Image point annotation entries:
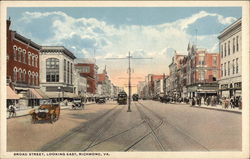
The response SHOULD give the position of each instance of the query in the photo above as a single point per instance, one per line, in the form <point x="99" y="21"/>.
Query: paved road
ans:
<point x="151" y="126"/>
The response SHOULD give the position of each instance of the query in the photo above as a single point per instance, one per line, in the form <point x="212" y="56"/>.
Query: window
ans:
<point x="71" y="73"/>
<point x="225" y="69"/>
<point x="24" y="75"/>
<point x="233" y="66"/>
<point x="29" y="77"/>
<point x="237" y="43"/>
<point x="15" y="74"/>
<point x="14" y="52"/>
<point x="68" y="72"/>
<point x="225" y="50"/>
<point x="237" y="65"/>
<point x="201" y="60"/>
<point x="202" y="75"/>
<point x="214" y="60"/>
<point x="221" y="51"/>
<point x="20" y="55"/>
<point x="64" y="68"/>
<point x="24" y="56"/>
<point x="29" y="54"/>
<point x="233" y="45"/>
<point x="86" y="69"/>
<point x="52" y="70"/>
<point x="37" y="79"/>
<point x="214" y="75"/>
<point x="19" y="75"/>
<point x="32" y="59"/>
<point x="221" y="70"/>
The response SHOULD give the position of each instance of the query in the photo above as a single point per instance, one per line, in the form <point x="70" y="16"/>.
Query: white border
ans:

Exercise task:
Change every "photo" in the entries above to "image" and reproduce all of the entries with nothing else altered. Leave the pictures out.

Solution to this exercise:
The response SHOULD give the position of each instance of the query in the image above as a single point per instance, one per line, in the form <point x="99" y="21"/>.
Query: paved road
ans:
<point x="151" y="126"/>
The response SHOULD give the position of each instance of the query in the image above as a single point per instance, one per line, in the form <point x="212" y="56"/>.
Query: window
ans:
<point x="71" y="73"/>
<point x="225" y="69"/>
<point x="24" y="75"/>
<point x="233" y="66"/>
<point x="29" y="77"/>
<point x="237" y="43"/>
<point x="15" y="74"/>
<point x="14" y="52"/>
<point x="68" y="72"/>
<point x="225" y="50"/>
<point x="237" y="65"/>
<point x="201" y="60"/>
<point x="202" y="75"/>
<point x="214" y="60"/>
<point x="221" y="51"/>
<point x="20" y="55"/>
<point x="64" y="68"/>
<point x="24" y="56"/>
<point x="29" y="54"/>
<point x="233" y="45"/>
<point x="86" y="69"/>
<point x="52" y="70"/>
<point x="37" y="79"/>
<point x="214" y="75"/>
<point x="19" y="75"/>
<point x="32" y="59"/>
<point x="221" y="70"/>
The response SHOULD give the position of each instance of the query in the image above as a single point per instance, one per line, in the form <point x="70" y="16"/>.
Query: white border
ans:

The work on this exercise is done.